▶ [Passage cité]:
☆ ☆ ☆
Parmi les pièges à histoire, en voici un particulièrement dangereux pour le braconnier de récit. C’est celui que je prépare depuis la mise en forme de ce blog et qu’il faut bien se résoudre à armer. ( certain lecteur, ici même, peut témoigner de l’efficacité du dispositif )

Il consiste à se donner des obligations. D’abord un rythme, puis une attente ( un lecteur régulier).

C’est dangereux, parce que on ne sait pas ce que va être l’histoire. Ça peut être beaucoup de bruit pour rien. Et puis on prend le risque d’ être à sec ( un comble pour une histoire qui parle d’eau!) Exhiber son échec aux yeux du monde, que dis-je de l’univers!!!!

C’est donc une solution désespérée…

Les lecteurs sont trouvés, voici donc le rythme du feuilleton : un extrait par semaine, disons en fin de semaine.

Allez , je me jette à l’eau! ( si je peux dire)

Ah non, pas aujourd’hui!… La semaine prochaine, je dois me constituer une petite marge de sécurité, un bon trappeur est un trappeur prudent.

Attention brave gens, L’HISTOIRE DU MONDE (vaste) COMMENCE VENDREDI 16 09 2011

Les coups de feu affolèrent les mouches. En tumulte vibrant, elles criblèrent l’air.
☆ ☆ ☆
[Extraits de jeu de données sur le pointage d'objets]
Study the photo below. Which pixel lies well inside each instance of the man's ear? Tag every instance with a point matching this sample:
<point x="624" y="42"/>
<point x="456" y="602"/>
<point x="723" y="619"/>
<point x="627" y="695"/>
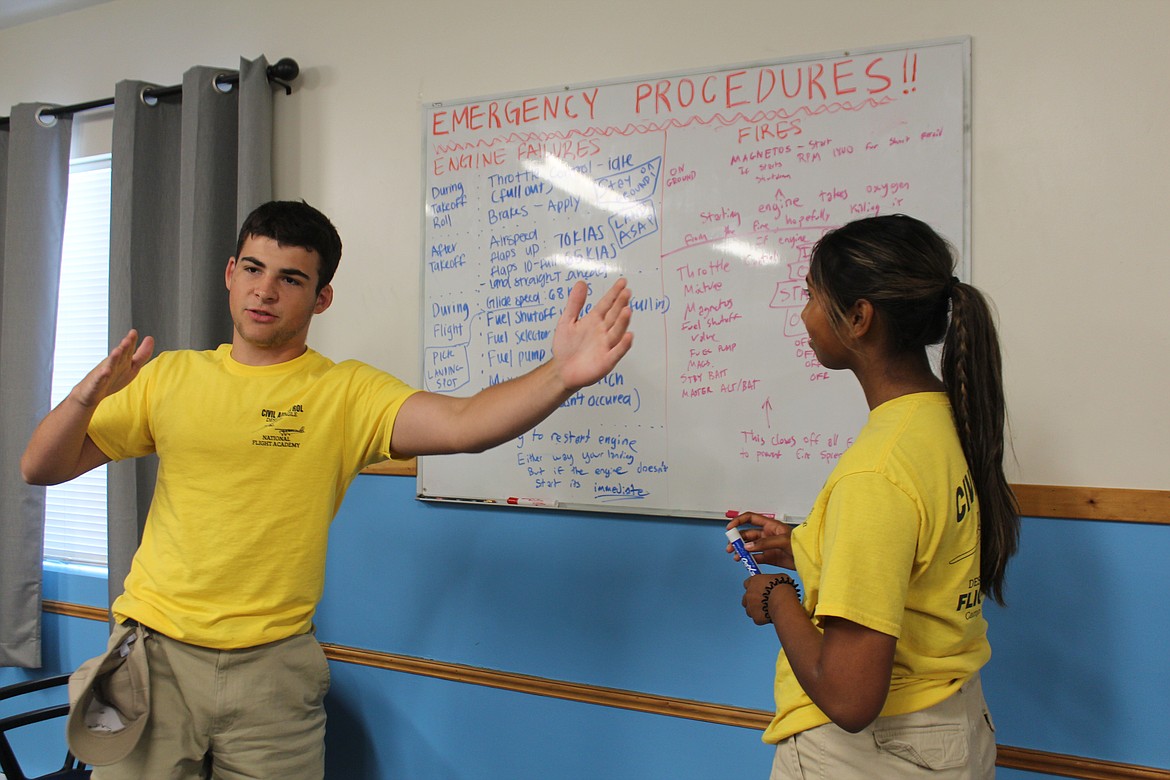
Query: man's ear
<point x="324" y="298"/>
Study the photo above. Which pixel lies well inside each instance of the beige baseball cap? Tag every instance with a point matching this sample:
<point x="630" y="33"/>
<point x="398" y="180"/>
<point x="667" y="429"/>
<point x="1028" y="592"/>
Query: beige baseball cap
<point x="109" y="701"/>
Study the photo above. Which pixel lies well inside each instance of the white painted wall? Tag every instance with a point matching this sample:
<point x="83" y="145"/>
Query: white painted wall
<point x="1071" y="167"/>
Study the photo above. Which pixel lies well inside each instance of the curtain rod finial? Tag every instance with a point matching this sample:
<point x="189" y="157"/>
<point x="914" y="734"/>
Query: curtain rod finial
<point x="283" y="71"/>
<point x="286" y="69"/>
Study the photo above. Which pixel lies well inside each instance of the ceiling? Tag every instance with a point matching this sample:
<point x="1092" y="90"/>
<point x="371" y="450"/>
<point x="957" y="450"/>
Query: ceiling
<point x="20" y="12"/>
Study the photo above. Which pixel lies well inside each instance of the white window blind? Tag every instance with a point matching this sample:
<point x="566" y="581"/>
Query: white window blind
<point x="75" y="511"/>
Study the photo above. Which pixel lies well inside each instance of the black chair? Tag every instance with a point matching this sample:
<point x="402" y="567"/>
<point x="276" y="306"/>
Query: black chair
<point x="73" y="768"/>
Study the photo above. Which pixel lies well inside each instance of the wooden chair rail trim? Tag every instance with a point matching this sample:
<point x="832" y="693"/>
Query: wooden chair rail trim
<point x="1017" y="758"/>
<point x="1121" y="504"/>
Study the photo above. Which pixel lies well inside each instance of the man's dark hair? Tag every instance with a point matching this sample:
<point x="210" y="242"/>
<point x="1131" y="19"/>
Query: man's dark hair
<point x="296" y="223"/>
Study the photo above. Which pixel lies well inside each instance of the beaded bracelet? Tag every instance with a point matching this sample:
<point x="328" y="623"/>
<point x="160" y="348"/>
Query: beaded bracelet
<point x="780" y="579"/>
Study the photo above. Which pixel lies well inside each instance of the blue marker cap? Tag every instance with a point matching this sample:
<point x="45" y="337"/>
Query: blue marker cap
<point x="748" y="561"/>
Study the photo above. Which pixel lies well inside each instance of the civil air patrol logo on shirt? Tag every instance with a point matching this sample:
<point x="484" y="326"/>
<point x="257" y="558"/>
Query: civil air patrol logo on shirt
<point x="280" y="428"/>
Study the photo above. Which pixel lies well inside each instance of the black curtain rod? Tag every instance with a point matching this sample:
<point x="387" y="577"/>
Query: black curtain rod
<point x="281" y="73"/>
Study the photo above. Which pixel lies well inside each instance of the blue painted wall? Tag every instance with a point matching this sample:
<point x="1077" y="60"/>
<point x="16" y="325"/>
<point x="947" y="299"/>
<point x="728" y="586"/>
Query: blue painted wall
<point x="652" y="605"/>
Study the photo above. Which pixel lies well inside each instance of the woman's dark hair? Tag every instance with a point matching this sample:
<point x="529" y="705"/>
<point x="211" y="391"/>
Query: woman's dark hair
<point x="296" y="223"/>
<point x="907" y="273"/>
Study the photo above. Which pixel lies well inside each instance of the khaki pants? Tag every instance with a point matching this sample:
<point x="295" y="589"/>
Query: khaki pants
<point x="231" y="715"/>
<point x="952" y="740"/>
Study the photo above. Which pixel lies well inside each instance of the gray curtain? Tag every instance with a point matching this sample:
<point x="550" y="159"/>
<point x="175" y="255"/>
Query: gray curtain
<point x="34" y="181"/>
<point x="185" y="174"/>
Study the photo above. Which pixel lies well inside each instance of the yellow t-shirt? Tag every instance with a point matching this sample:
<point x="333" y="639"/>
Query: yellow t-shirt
☆ ☆ ☆
▶ [Travail à faire]:
1. Répondez à partir du passage cité :
(a) En quoi consiste le piège décrit au début ?
(b) Quel rythme est annoncé pour le feuilleton ?
(c) À quelle date l'histoire doit-elle commencer ?
2. Recopiez du passage cité tout ce qui va de « Il consiste à » jusqu'à « fin de semaine. ».

▶ [Les réponses]:
1.
(a) Il consiste à se donner des obligations : d'abord un rythme, puis une attente (un lecteur régulier).
(b) Un extrait par semaine, en fin de semaine.
(c) Le vendredi 16 09 2011.

2.
Il consiste à se donner des obligations. D’abord un rythme, puis une attente ( un lecteur régulier).

C’est dangereux, parce que on ne sait pas ce que va être l’histoire. Ça peut être beaucoup de bruit pour rien. Et puis on prend le risque d’ être à sec ( un comble pour une histoire qui parle d’eau!) Exhiber son échec aux yeux du monde, que dis-je de l’univers!!!!

C’est donc une solution désespérée…

Les lecteurs sont trouvés, voici donc le rythme du feuilleton : un extrait par semaine, disons en fin de semaine.